* start EXERCISE MATERIAL *

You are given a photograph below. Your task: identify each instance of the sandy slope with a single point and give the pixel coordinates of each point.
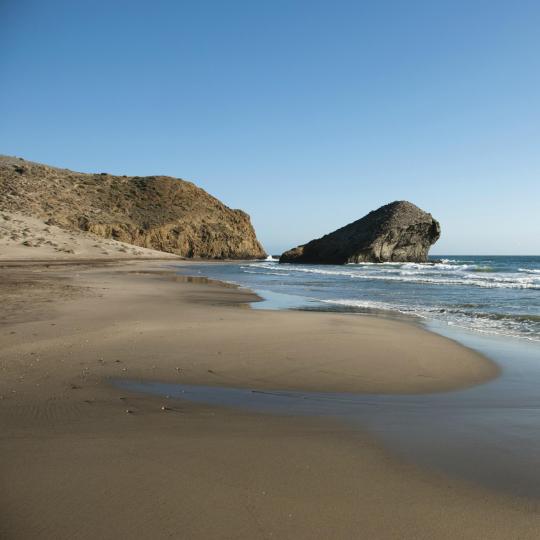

* end EXERCISE MATERIAL *
* start EXERCISE MATERIAL *

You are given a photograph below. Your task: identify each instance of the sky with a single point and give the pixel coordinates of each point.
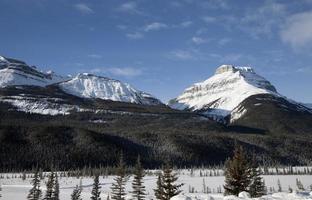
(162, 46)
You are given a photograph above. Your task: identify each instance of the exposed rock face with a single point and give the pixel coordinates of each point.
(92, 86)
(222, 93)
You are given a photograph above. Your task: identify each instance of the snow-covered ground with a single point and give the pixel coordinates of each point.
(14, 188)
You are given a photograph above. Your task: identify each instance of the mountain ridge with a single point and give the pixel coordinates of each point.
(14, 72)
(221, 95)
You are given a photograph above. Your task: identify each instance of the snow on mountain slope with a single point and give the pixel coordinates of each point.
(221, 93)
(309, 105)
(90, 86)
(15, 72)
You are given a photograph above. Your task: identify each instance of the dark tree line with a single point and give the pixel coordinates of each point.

* end EXERCISE MATERIAL *
* start EXERCISE MATERIAL *

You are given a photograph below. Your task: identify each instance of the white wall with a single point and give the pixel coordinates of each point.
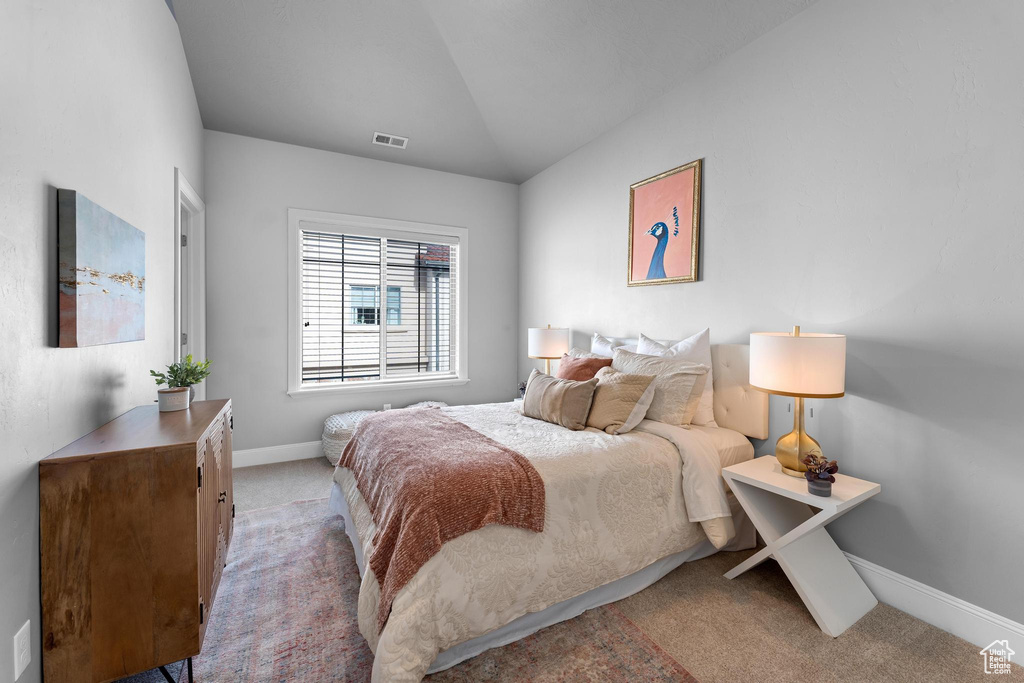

* end EXERCISE MATERIAL *

■ WORK REQUIRED
Locate every line in the listing above that contains the word "face", and copy each of those lines in full. Case matters.

■ RESULT
You are given a photograph above. Your task: identify each instance of the exposed rock face with a single point and give the pixel coordinates of each point.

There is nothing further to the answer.